» **Exercise description**
Revise the data below by replacing "Practice step" with "Exercise step" everywhere it occurs, and reproduce all the lines with nothing else changed.

>> START Material for the task

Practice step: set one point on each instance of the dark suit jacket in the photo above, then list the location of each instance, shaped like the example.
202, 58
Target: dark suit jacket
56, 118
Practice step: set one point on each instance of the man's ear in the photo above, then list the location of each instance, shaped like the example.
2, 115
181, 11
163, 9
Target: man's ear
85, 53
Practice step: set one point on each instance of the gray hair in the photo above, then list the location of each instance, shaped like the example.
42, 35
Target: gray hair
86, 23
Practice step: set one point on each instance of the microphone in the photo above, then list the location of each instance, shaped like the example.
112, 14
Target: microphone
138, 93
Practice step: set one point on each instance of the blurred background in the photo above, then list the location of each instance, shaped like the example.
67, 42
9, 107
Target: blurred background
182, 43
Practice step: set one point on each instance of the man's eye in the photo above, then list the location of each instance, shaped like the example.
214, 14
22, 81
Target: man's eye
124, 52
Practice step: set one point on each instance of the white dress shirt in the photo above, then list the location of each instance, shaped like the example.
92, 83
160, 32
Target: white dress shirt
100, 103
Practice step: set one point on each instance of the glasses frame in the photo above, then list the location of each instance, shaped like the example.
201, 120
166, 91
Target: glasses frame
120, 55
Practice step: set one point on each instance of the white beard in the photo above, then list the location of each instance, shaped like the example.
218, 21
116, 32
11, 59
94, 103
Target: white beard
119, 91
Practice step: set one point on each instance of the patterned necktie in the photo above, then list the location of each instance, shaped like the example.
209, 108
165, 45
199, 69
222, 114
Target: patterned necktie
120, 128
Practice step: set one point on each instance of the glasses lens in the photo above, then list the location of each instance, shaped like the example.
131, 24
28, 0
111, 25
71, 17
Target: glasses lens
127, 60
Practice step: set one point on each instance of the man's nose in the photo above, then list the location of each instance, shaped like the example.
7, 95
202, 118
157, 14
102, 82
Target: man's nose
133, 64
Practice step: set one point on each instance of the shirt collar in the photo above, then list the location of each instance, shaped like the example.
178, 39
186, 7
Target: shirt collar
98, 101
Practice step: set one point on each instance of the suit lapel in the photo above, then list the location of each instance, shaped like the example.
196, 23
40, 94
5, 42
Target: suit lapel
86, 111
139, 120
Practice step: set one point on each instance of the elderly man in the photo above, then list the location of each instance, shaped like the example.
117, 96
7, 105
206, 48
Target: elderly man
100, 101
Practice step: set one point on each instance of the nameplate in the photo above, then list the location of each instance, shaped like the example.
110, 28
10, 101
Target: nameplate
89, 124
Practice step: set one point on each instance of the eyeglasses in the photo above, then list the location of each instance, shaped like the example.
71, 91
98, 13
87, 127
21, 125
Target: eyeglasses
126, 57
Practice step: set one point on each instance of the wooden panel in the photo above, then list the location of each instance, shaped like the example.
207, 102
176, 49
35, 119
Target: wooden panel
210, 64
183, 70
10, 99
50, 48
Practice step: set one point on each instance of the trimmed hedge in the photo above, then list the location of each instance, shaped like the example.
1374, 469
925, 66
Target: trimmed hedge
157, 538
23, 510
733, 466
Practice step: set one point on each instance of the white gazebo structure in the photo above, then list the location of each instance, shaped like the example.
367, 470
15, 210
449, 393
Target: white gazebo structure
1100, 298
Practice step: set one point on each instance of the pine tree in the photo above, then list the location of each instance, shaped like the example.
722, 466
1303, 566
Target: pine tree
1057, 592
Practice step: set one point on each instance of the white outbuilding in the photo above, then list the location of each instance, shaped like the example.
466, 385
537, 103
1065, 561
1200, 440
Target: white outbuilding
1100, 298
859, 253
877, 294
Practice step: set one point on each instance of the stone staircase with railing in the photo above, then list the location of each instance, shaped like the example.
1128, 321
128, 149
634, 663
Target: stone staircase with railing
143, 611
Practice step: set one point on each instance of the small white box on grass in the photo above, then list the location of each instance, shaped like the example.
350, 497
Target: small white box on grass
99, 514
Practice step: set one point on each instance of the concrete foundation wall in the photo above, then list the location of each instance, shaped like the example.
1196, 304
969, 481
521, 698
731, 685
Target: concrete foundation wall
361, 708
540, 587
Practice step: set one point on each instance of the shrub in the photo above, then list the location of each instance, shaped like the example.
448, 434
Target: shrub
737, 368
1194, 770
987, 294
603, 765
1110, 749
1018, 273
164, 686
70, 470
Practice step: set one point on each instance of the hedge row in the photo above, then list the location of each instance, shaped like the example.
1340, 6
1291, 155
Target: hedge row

>> END Material for the task

» **Task response**
Exercise step: set one point on each instance of the dark suit jacket in the photo above, then list the location of each instance, shaped like the example.
202, 58
Target: dark suit jacket
56, 118
Exercise step: set one point on each instance of the man's ear in the photo above, then list the location of each instance, shaped like the example.
2, 115
181, 11
163, 9
Target: man's ear
85, 53
Exercise step: set one point on each instance of the gray hair in the photo above, then list the location of each instance, shaped like the example.
42, 35
Target: gray hair
86, 23
Exercise step: set one point on each instance of the microphone in the photo above, then list the location of each instance, shaped like the example.
112, 14
Target: microphone
138, 93
Exercise step: set one point on each instance of the blurred background in the photo above, then list the location of each instance, shaped like the example.
67, 42
9, 107
Target: blurred background
182, 43
Exercise step: set one point on each instance of the man's eye in the photo above, then list the location of each instance, shaped like the example.
214, 14
22, 81
Target: man's eye
124, 52
Exercise step: set one point on each instance of the white dress shirt in the photo above, then list the location of each instance, shaped like the example.
92, 83
160, 32
Target: white dress shirt
100, 103
Exercise step: set one point on each instance of the glasses frame in the photo above, then list the location of each instance, shaped like the example.
201, 120
166, 91
Target: glasses frame
120, 55
Exercise step: set one point on each instance of the white beard in the photo above, then list the location of each instance, shaped like the example.
218, 21
116, 32
11, 59
94, 103
Target: white beard
119, 91
Exercise step: set one point on each instance of the patterned necktie in the photo above, then list the location of each instance, shaped like the example.
209, 108
165, 45
199, 69
222, 114
Target: patterned necktie
120, 128
Exercise step: set one point on each instance of the glasses lens in the photo above, then list the location of each instance, shaped like the example.
131, 24
28, 0
111, 25
71, 17
Target: glasses lens
127, 60
Exercise step: set one point on each instance of the man's nose in the photo above, then list the location of each instance, shaped like the example.
7, 95
202, 118
157, 14
102, 82
Target: man's nose
133, 64
Exercise step: set one point on each instance of the shirt collar in the photo above, then list the location of each instance, shaped like the example.
178, 39
186, 7
Target: shirt collar
98, 101
Exercise step: set one point on each instance of the suit lapel in the photo above, then list the location of each instance, shaped like the example.
196, 23
40, 94
5, 42
Target: suit lapel
86, 111
139, 120
Exercise step: set one point on each instance of the elderly man in the photo above, then list the location of each instance, shaped like the example.
117, 96
7, 105
206, 48
Target: elderly man
100, 101
Exercise step: set one point on each instance of the nameplate in the photo above, then list the location of each instance, shaped like the example.
110, 28
10, 101
Target: nameplate
89, 124
Exercise step: set one point on each instance of the eyeglasses in the photo above, then list the location of each instance, shaped like the example.
71, 91
98, 13
87, 127
21, 125
Target: eyeglasses
126, 57
Exercise step: set one point on each instance of the wooden panel in the photo above, then list the location of each instance, shaped like the example.
207, 102
176, 49
35, 119
Target: wooden panel
210, 64
183, 70
10, 99
50, 48
Exercise step: set one point on each instance of the trimmed hedge in the photo above, then list the location of each instance, shaped like the example.
1374, 469
925, 66
Target: trimmed hedge
157, 538
23, 510
733, 466
Exercise step: set one point on each instance of the white gazebo structure in the photo above, then list the location of each instance, shaped like the example.
367, 470
15, 210
449, 393
Target: white gazebo structure
1100, 298
Exercise step: set one point on each instance of the pine tree in the photo above, then list the location of each instance, shaped like the example.
722, 466
1303, 566
Target: pine tree
1057, 592
Exercise step: set one point on each instance of the white outbuilding in the photo above, then list the location of each instance, shaped like the example.
466, 385
537, 103
1065, 561
1200, 440
Target: white outbuilding
1100, 298
859, 253
877, 294
Exercise step: set one point on each instance of the stone staircase with railing in the photo above, then list the location of each instance, shaped like the example.
1128, 321
128, 149
634, 663
Target: stone staircase with railing
143, 611
Exercise step: set one point on each instance of the small white box on grass in the photo above, then list the location of each instance, shaped like the example.
350, 497
Target: small white box on grass
99, 514
Exercise step: set one point on each instance of the concrete foundation wall in the photo above, then list the location of each instance, shaped like the example.
1196, 304
969, 481
521, 698
731, 685
Target: concrete foundation wall
361, 708
540, 587
Exercise step: set one point on each instance of the shrub in the photo above, then list the location of each instance, shaped like the example.
448, 434
Target: shrub
737, 368
1194, 770
987, 294
603, 765
1110, 749
1018, 273
164, 686
70, 470
Exercise step: set one point on each instance of the hedge row in the photo above, then list the location of each instance, shaped like the example.
1340, 6
1291, 155
Target: hedge row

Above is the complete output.